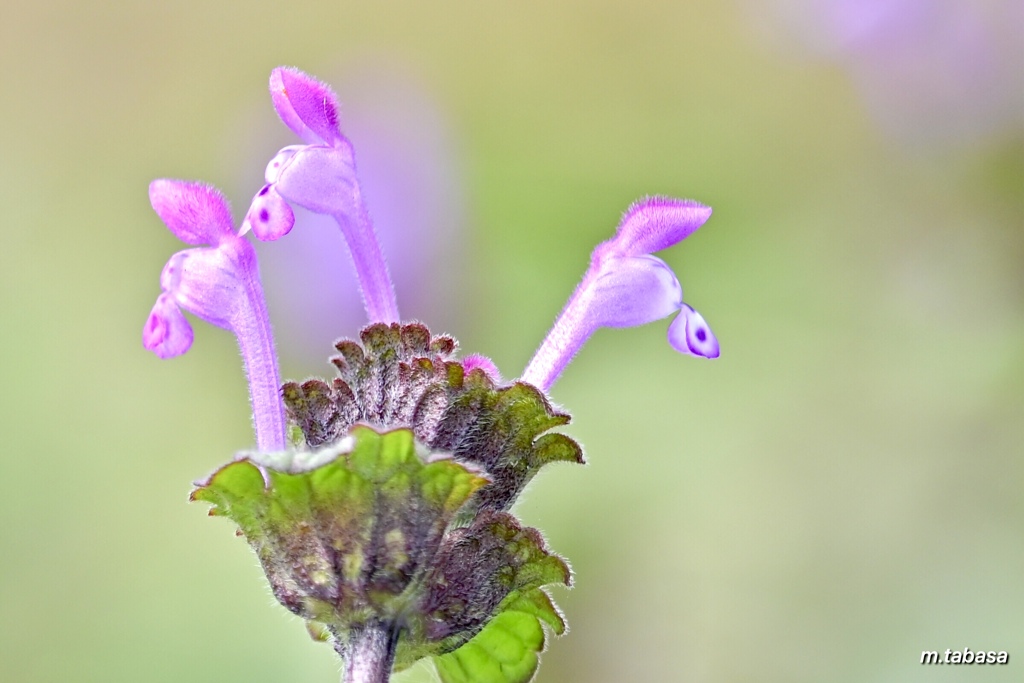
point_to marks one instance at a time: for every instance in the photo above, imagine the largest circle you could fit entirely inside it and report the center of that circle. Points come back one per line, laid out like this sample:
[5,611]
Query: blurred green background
[839,492]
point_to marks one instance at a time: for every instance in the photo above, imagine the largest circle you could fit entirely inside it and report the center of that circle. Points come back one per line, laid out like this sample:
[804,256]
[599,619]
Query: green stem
[369,653]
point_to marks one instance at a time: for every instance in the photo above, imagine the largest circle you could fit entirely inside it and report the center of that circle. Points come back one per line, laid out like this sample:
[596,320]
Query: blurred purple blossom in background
[410,178]
[929,72]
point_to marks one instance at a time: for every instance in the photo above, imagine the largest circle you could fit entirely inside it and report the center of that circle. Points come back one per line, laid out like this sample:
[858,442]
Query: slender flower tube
[321,176]
[626,287]
[218,284]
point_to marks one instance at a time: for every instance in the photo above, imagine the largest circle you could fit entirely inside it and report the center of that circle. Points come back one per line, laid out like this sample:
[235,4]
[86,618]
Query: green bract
[369,524]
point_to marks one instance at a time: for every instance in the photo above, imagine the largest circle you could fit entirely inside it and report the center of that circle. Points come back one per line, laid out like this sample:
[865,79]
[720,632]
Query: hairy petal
[632,291]
[690,334]
[167,332]
[306,105]
[195,212]
[269,216]
[652,224]
[321,179]
[209,283]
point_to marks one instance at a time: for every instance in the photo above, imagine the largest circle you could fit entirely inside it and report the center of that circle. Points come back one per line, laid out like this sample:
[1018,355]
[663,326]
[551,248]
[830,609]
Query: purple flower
[626,287]
[411,180]
[321,176]
[218,284]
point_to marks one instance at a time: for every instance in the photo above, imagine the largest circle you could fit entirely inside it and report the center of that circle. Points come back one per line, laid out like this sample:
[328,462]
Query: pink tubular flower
[321,176]
[218,284]
[626,287]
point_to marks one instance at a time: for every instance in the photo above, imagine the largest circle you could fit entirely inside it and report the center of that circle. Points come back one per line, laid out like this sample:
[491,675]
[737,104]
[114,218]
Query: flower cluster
[378,502]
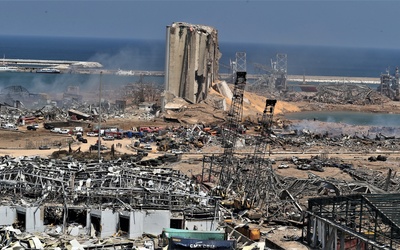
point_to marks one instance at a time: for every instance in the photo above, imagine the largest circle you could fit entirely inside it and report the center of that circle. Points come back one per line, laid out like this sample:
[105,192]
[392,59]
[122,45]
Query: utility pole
[99,121]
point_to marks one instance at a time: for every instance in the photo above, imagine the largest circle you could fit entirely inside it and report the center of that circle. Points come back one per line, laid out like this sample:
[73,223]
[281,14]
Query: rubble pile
[119,184]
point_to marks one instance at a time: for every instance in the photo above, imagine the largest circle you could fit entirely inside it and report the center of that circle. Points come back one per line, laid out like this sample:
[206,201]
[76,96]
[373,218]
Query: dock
[86,67]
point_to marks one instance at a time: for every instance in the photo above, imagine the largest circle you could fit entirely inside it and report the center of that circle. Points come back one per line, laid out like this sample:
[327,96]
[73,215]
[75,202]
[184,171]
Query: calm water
[150,55]
[352,118]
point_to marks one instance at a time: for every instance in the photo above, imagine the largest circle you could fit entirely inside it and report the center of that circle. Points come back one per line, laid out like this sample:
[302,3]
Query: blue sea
[149,55]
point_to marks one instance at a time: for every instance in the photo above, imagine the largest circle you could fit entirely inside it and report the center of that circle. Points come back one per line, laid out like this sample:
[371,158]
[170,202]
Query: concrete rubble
[89,199]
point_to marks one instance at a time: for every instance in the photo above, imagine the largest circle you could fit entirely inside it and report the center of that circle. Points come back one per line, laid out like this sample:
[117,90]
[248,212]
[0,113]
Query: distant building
[146,106]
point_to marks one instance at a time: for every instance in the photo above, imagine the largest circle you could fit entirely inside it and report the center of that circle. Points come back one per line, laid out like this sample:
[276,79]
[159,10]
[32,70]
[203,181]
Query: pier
[85,67]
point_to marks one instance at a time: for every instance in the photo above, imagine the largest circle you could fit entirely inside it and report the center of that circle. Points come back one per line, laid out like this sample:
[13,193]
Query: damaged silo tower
[192,55]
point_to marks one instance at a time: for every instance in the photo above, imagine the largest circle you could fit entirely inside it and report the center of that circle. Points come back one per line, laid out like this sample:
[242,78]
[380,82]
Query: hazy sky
[354,23]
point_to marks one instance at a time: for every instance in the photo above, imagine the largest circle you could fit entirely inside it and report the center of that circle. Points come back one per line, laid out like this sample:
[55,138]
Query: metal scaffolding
[360,221]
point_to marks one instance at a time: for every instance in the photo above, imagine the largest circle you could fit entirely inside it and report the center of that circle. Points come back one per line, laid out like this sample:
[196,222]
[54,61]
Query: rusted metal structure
[359,221]
[235,115]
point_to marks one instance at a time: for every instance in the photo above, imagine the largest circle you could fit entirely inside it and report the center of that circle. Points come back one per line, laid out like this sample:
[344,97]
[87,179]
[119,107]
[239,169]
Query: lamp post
[99,122]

▶ What the task requires: The records above must be echoed exactly, minus their pictures.

▶ Right answer:
point_to marks one instance at a time: for every instance in the photo above, imagine the largest circle you could fit entirely inside it and report the center of that circle. Points come back one per line, laid out like this sample:
[5,611]
Query: blurred green background
[839,492]
point_to marks one instance at a time: for every instance in the photo above, imagine the largest circle you could fit entirely inside it and report the center of that circle. Points come back one per line, laid out like this sample:
[804,256]
[599,619]
Query: green stem
[369,653]
point_to marks one instance at a time: for every instance in the photo above, imagine the largest circle you could fit entirely inside it and report the center of that circle. Points come back one per line, laid out like this sample:
[596,320]
Query: blurred purple blossom in background
[410,178]
[929,72]
point_to marks one instance at a time: for every instance in the photo above, imagine the largest circle you could fit entirely inside it and report the center of that circle. Points come back one per line, laid out like this sample:
[858,442]
Query: slender flower tube
[321,176]
[626,287]
[218,284]
point_to marks one instance at a time: for every instance in the photo above, imagine the largest circle you could fit entirely inside it and report the center of that circle. Points come back one per line, laid out like this sample:
[235,4]
[86,618]
Query: green bract
[369,524]
point_to marks one instance at a time: for every instance in the photo above, imagine the largest circle you could fit entirely inside it and report the center of that circle. Points come back one per line, laid out like this sample:
[865,79]
[720,632]
Query: hairy petal
[632,291]
[690,334]
[167,332]
[306,105]
[195,212]
[269,216]
[652,224]
[321,179]
[209,283]
point_to marks one instance at a time: for every instance in the photo above, imagine the largest circle you could fit entirely inside it and report the center of that circle. Points come back one per line, laid out like this sample:
[1018,355]
[663,326]
[551,248]
[830,609]
Query: purple flower
[626,287]
[411,180]
[321,176]
[218,284]
point_to marks one instance at a time: for every instance in the photo above, imagine the largest circle you could fit entirely inside it and report the center of that circle. Points come back one per line, laid out like this sample:
[328,462]
Query: pink tubular flower
[321,176]
[218,284]
[626,287]
point_to marks one instance at a time: for every instance in the photo above, imagine the largest circle you could fit entirely inside it and report the center of that circle. Points come back one per line, laid out like this sample:
[491,675]
[737,104]
[114,218]
Query: flower cluster
[378,502]
point_to marks one instance at a time: for every instance in the photo above, imagine the largest circle you could fit entirely inside it and report the center of that circle. Points come back one per line, laid out like this sample:
[105,192]
[392,59]
[122,45]
Query: utility pole
[99,121]
point_to marks one instance at a time: for every instance in the photo above, imagine the largest circle you could fit entirely inside it and report the center of that circle. Points come back one per line, laid out like this sample:
[73,223]
[281,14]
Query: rubble pile
[119,184]
point_to marks one instance at a time: for every instance in the photo above, imagine the largest circle you could fit entirely inside it and report the center of that circle. Points come back one per line, laid out like this sample:
[206,201]
[76,96]
[373,218]
Query: dock
[86,67]
point_to marks one instance at a time: for every instance in the photo above, imagine the largest circle you could fit entirely inside it and report the center of that circle. Points come back one per line, laid out like this sample:
[327,96]
[73,215]
[75,202]
[184,171]
Query: calm water
[150,55]
[352,118]
point_to marks one instance at a time: for every instance in the photo above, imagine the largest circle you could fit entirely inside it and report the center of that circle. Points come back one per line, laid out like this sample:
[302,3]
Query: blue sea
[149,55]
point_to marks one instance at a time: for every instance in the photo above, imagine the largest circle you could fit entirely inside it and report the center of that circle. Points come back one per line, laid out like this sample:
[371,158]
[170,202]
Query: concrete rubble
[89,199]
point_to marks one instance at a time: for every instance in the photo above, imagine the largest circle you could fit entirely inside it and report the center of that circle. Points come back one per line, laid out like this sample:
[117,90]
[248,212]
[0,113]
Query: distant building
[146,106]
point_to marks one instance at a time: for every instance in the photo above, imagine the largest circle you could fit entirely inside it and report the center of that circle. Points come back one per line, laid out like this sample:
[276,79]
[159,10]
[32,70]
[203,181]
Query: pier
[85,67]
point_to marks one instance at a time: for every instance in the photo above, imagine the largest circle you could fit entirely inside it and report the center of that circle. Points come back one per line, laid out like this sample:
[13,193]
Query: damaged silo tower
[192,55]
point_to marks one instance at a time: for every instance in the photo above, imagine the largest circle you could fit entirely inside it and report the center of that circle. Points come back one per line, laid out like this sample:
[242,78]
[380,82]
Query: hazy sky
[354,23]
point_to marks one instance at a time: for every instance in the photo above, imagine the largest circle you could fit entirely inside it and report the center of that circle. Points come back one per line, laid out like this sample:
[55,138]
Query: metal scaffolding
[360,221]
point_to marks one instance at a time: for every instance in the photo above, imagine the largest circle you could fit entirely inside it and report the center of that circle. Points come back one per line, laid out like this sample:
[196,222]
[54,61]
Query: rusted metal structure
[359,221]
[235,115]
point_to marks one instance at a time: for every instance in the photo above, imagine the largest circle you could fit entirely inside it and report the center of that circle. Points come back one per line, laid out like this sample:
[344,97]
[87,179]
[119,107]
[239,169]
Query: lamp post
[99,122]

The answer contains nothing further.